• [Exercice écrit 1]: Réécrivez la liste de la ligne qui contient "Would you mind tagging the silver" jusqu'à la fin de la liste, en mettant "grey sedan" à la place de "silver sedan" sans rien changer d'autre. Donnez seulement ces lignes.

--------------------

Par moment, je me pique de sagas. De Blackwater à L’amie prodigieuse, en passant par 1Q84, j’aime suivre une histoire à travers différents volumes. Enfin, quand c’est bien mené. Parce que justement, je râlais sur un roman d’héroic fantasy lu cet été où je trouvais que les 300 pages du premier volume ne servait à rien. Surtout qu’environ un tiers des dialogues, c’étaient des personnages qui s’interpellaient. Et puis j’ai lu le premier volume de Citadins de demain de Claire Duvivier, un univers héroic fantasy où ce premier livre sert surtout à poser l’univers et j’ai adoré. J’éprouvais un réel plaisir à lire ce roman, à le retrouver dès que je pouvais. Ah tiens… y a un truc à creuser, là.
De jeunes aristocrates insouciants. Jusqu’à ce que…
L’histoire. Dans la ville portuaire de Dehaven, Amalia, Hirion et Yonnas aimeraient vivre leur adolescence en toute insouciance. Même si Amalia et Hirion se retrouvent fiancés, aristocratie oblige, ils essaient d’échapper à leurs obligations familiales en s’adonnant à différents jeux dont la tour de garde. Un jour, Hirion trouve un vieux rite dans un livre et décide de l’exécuter. Le trio va peu à peu basculer dans le fantastique, faisant d’étranges découvertes. Tandis qu’une menace pèse sur la paix à Dehaven.

--------------------

• [Exercice écrit 2]:
Répondez à ces questions sur le texte consacré à Citadins de demain :
(a) Qui a écrit Citadins de demain ?
(b) Dans quelle ville portuaire se passe l'histoire ?
(c) Lequel des trois jeunes trouve un vieux rite dans un livre ?

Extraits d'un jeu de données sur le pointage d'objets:
--------------------

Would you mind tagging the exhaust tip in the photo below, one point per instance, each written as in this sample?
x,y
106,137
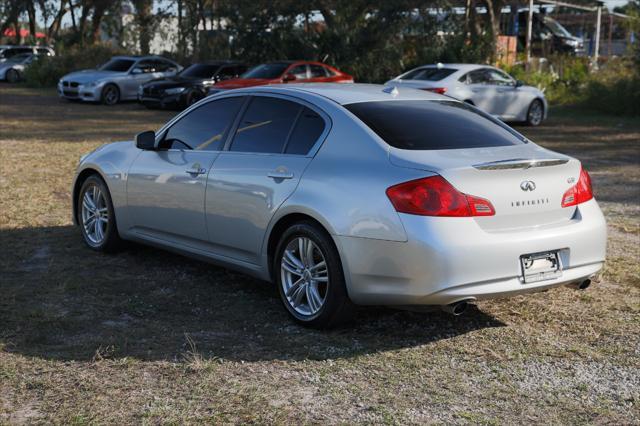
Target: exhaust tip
x,y
582,285
456,309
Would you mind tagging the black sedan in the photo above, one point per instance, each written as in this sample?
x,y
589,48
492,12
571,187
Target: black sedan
x,y
189,86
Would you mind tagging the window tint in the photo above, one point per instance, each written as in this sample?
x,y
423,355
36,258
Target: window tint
x,y
429,74
119,65
477,77
318,71
499,78
228,72
300,71
163,66
265,125
430,125
203,128
306,132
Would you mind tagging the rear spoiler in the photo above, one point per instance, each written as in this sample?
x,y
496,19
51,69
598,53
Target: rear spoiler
x,y
519,163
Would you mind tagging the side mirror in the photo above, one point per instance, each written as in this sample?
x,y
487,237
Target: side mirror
x,y
146,140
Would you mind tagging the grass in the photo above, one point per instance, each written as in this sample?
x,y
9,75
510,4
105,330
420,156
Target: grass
x,y
146,336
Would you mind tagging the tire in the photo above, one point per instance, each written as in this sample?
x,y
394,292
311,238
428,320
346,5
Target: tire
x,y
110,94
13,76
101,234
322,303
535,113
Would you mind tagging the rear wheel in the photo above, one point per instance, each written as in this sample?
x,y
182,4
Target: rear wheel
x,y
310,278
535,113
13,76
96,215
110,94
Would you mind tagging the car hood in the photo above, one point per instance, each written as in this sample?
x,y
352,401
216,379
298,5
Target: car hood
x,y
237,83
168,83
88,76
6,65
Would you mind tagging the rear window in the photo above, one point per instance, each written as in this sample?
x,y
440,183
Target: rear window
x,y
432,125
428,74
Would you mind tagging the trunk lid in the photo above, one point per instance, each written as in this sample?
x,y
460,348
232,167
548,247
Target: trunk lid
x,y
525,183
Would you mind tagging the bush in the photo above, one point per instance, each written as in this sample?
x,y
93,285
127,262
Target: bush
x,y
46,71
562,79
615,89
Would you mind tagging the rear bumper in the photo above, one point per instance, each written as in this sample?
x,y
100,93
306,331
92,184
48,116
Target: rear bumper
x,y
83,93
171,101
446,260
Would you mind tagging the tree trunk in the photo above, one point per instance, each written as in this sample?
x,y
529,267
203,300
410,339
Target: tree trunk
x,y
145,21
31,12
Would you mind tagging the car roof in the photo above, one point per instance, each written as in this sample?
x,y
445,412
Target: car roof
x,y
347,93
139,57
459,67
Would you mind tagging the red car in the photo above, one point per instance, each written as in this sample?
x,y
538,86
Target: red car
x,y
285,72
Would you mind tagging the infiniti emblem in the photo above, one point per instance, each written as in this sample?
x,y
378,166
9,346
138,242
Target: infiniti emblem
x,y
528,185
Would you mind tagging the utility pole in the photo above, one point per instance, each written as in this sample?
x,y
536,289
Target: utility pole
x,y
529,31
597,41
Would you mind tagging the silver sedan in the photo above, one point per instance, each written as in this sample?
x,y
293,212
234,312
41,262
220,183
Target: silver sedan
x,y
117,80
349,194
489,88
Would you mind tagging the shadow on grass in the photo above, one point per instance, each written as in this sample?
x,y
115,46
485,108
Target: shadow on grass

--------------------

• [Bonne réponse 1]:
Would you mind tagging the grey sedan in the photo above, one point per instance, each written as in this sample?
x,y
293,212
234,312
41,262
220,183
Target: grey sedan
x,y
117,80
349,194
489,88
Would you mind tagging the shadow on grass in the photo above, one point per instance, each written as in this sample?
x,y
115,46
485,108
Target: shadow on grass

• [Bonne réponse 2]:
(a) Claire Duvivier.
(b) Dehaven.
(c) Hirion.